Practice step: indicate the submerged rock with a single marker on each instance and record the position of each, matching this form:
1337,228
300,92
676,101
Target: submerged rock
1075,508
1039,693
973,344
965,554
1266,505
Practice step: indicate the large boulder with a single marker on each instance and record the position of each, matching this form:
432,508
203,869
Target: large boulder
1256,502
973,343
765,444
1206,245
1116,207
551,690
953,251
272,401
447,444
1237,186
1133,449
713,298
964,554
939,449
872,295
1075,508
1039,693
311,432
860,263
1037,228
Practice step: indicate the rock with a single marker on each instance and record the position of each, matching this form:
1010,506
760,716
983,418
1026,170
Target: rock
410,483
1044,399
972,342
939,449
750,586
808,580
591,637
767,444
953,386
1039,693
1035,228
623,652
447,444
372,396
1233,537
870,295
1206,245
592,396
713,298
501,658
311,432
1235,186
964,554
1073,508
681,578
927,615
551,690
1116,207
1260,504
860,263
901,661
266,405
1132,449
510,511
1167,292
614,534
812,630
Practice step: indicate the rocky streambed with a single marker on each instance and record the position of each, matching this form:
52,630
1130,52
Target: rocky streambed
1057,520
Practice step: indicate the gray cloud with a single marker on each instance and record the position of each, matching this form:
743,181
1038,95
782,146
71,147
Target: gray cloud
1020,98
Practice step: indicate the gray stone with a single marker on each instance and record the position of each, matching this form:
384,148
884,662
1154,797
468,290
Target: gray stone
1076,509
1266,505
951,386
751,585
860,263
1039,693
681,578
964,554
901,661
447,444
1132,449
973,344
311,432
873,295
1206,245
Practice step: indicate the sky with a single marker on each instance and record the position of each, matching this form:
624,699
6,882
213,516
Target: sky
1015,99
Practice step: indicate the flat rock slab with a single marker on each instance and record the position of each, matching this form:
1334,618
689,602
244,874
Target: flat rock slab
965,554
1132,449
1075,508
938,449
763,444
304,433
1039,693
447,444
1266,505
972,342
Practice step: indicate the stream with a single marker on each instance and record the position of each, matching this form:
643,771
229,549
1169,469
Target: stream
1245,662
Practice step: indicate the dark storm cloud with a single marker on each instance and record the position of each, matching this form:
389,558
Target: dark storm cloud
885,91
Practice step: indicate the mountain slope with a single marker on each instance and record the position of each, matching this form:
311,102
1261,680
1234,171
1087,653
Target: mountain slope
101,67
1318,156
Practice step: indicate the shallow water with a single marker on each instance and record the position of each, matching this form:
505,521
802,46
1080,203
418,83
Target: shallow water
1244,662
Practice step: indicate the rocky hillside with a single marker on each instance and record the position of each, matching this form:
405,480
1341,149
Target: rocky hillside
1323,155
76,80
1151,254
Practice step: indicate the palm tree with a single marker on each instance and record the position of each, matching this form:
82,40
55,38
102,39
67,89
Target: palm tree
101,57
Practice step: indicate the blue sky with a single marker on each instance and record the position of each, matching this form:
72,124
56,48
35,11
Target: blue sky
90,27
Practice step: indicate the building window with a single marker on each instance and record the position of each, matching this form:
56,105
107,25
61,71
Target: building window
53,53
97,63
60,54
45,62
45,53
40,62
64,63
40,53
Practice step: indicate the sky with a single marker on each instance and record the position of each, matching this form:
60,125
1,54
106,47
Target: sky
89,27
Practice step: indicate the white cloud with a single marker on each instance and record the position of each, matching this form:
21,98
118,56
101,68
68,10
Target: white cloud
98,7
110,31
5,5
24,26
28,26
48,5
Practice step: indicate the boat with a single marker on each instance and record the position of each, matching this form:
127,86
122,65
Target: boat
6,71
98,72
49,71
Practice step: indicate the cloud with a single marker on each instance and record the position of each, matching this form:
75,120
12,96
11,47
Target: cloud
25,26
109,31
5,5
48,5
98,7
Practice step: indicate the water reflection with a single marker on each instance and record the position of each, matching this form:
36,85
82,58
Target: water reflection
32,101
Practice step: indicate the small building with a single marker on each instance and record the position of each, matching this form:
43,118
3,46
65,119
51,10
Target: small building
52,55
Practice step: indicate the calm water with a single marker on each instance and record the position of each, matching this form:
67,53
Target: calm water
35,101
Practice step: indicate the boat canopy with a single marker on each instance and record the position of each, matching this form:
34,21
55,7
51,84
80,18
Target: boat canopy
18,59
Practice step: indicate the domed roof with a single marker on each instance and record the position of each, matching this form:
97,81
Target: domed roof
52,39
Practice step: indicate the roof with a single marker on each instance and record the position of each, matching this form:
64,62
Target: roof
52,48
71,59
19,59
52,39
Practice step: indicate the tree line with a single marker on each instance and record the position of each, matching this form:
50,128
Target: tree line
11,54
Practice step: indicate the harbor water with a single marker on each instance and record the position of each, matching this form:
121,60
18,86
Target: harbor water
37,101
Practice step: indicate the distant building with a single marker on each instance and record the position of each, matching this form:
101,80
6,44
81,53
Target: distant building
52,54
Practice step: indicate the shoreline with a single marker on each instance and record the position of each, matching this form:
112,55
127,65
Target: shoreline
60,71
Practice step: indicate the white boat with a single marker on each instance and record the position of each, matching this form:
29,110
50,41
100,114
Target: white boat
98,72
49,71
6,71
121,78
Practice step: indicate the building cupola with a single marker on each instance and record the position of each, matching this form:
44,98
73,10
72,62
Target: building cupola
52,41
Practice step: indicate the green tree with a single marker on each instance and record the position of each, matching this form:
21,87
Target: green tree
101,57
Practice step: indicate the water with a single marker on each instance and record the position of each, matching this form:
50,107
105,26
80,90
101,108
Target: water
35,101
⁂
*EXERCISE OBJECTIVE*:
Retype each record. Keep every character as it is.

*WRITTEN ANSWER*:
Practice step: indicate the submerged rock with a single marker on each instance and record the position of each, matching this form:
1337,228
300,92
676,101
Target: submerged rock
1075,508
1039,693
973,344
965,554
1266,505
Practice step: indicate the large boulder with a single marker on each instance and record the position of each, matching this form:
432,508
203,869
Target: large boulder
1256,502
973,343
765,444
1206,245
1116,207
551,690
953,251
272,401
447,444
1237,186
1133,449
713,298
964,554
939,449
872,295
1075,508
1039,693
311,432
860,263
1037,228
Practice step: indicate the rock with a single marker on each instance and record the position of each, matching this form:
1010,506
760,716
983,418
1026,170
Target: rock
410,483
1044,399
972,342
939,449
750,586
808,580
591,637
767,444
953,386
1039,693
1035,228
623,652
447,444
372,396
1233,537
870,295
1206,245
592,396
713,298
501,658
311,432
1235,186
964,554
1073,508
681,578
927,615
551,690
1116,207
1260,504
860,263
901,661
266,405
1132,449
510,511
1167,292
614,534
812,630
Practice step: indicate the rocky streambed with a single marker on each instance and record the position of each, matching this form:
52,630
1130,52
Target: rocky streambed
1057,520
Practice step: indicate the gray cloud with a single marker on each instance and record the position of each, matching this form:
743,181
1038,95
782,146
71,147
Target: gray cloud
1020,98
Practice step: indicate the gray stone with a single marker on each instance and record the position of each, matching this form:
384,148
884,662
1154,797
468,290
Target: gray stone
1076,509
1266,505
951,386
751,585
860,263
1039,693
681,578
964,554
901,661
447,444
1132,449
973,344
311,432
873,295
1206,245
Practice step: indicate the sky with a single marker on each instance and record the position of each, matching this form:
624,699
6,882
213,516
Target: sky
1015,99
Practice step: indicate the flat rock slab with a single marker on each instance and record the position of each, matching this form:
1334,618
689,602
244,874
Target: flat rock slab
965,554
1132,449
1075,508
938,449
763,444
304,433
1039,693
447,444
1266,505
972,342
Practice step: indicate the stream with a single marker on each instance and record the position of each, matching this form:
643,771
229,549
1169,469
Target: stream
1245,662
Practice step: indicate the dark storm cloud with a single marker on each instance and record the position of each, matching this form:
389,558
Target: dark storm cloud
885,91
Practice step: indicate the mountain slope with a single marker on each instance and record the position of each, matching this form:
311,102
1261,680
1234,171
1087,653
Target: mountain slope
101,67
1318,156
Practice step: indicate the shallow water with a single marker on each instance and record the position of each, matching this form:
505,521
802,46
1080,203
418,83
Target: shallow water
1244,662
Practice step: indicate the rocky hillside with a single marker on each instance and record the position of each, matching this form:
405,480
1341,149
Target: rocky hillside
1323,155
76,80
1151,254
Practice step: indicate the palm tree with a single marker on each instance and record the position of each, matching this form:
82,40
55,38
102,39
67,89
Target: palm tree
101,57
Practice step: indicate the blue sky with a single marker on each instance and record the position of each, matching this form:
72,124
56,48
35,11
Target: blue sky
90,27
Practice step: indicate the building window with a single marker on each instance and record the position of each, matching this form:
56,105
107,25
61,71
Target: building window
53,53
97,63
60,54
45,62
45,53
40,62
64,63
40,53
Practice step: indicate the sky with a single marker on each instance and record the position of each, matching this form:
60,125
1,54
106,47
Target: sky
89,27
Practice step: indicate the white cloud with a single marker on each instance and record the position of each, matching this form:
21,98
118,56
101,68
68,10
Target: white cloud
98,7
110,31
5,5
24,26
28,26
48,5
Practice step: indicate the boat with a single marker on each instance and record the position of each, matching this form:
127,86
122,65
Target: boat
6,71
98,72
49,71
Practice step: indicate the cloud with a single marker on each instance and record the position of each, matching this form:
75,120
12,96
11,47
Target: cloud
25,26
109,31
5,5
48,5
98,7
Practice step: indicate the water reflection with a single marker on each instance and record the position of each, matching this form:
36,85
82,58
Target: water reflection
32,101
Practice step: indicate the small building with a single marker on each instance and record the position of each, matching this form:
43,118
3,46
65,119
51,10
Target: small building
52,55
Practice step: indicate the calm water with a single marker on each instance and record the position of each, matching this form:
67,53
Target: calm water
35,101
Practice step: indicate the boat canopy with a single marker on each instance and record the position of each, matching this form:
34,21
55,7
51,84
80,18
Target: boat canopy
18,59
Practice step: indicate the domed roof with a single marker on each instance and record the position of each, matching this form:
97,81
Target: domed roof
52,39
Practice step: indicate the roof with a single marker on each instance and record the position of each, matching this form:
64,62
Target: roof
52,48
71,59
19,59
52,39
Practice step: indicate the tree line with a single marker on each instance and record the position of each, matching this form:
50,128
Target: tree line
11,54
Practice step: indicate the harbor water with a single marker on each instance and record the position of each, matching this form:
121,60
18,86
Target: harbor water
37,101
Practice step: indicate the distant building with a single marker on each instance and record the position of each, matching this form:
101,80
6,44
81,53
Target: distant building
52,54
Practice step: indicate the shoreline with a single marker on each instance and record the position of each, matching this form:
112,55
127,65
Target: shoreline
60,71
Practice step: indicate the white boat with a single marker on each instance and record the position of each, matching this form:
29,110
50,41
100,114
Target: white boat
98,72
49,71
6,71
121,78
Practice step: indicate the building cupola with a single marker on each instance and record the position of each, matching this form:
44,98
73,10
72,62
Target: building cupola
52,41
Practice step: indicate the green tree with a single marker on each instance and record the position of each, matching this form:
21,87
Target: green tree
101,57
Practice step: indicate the water with a single marker on each instance and record the position of each, matching this form:
50,107
105,26
80,90
101,108
Target: water
35,101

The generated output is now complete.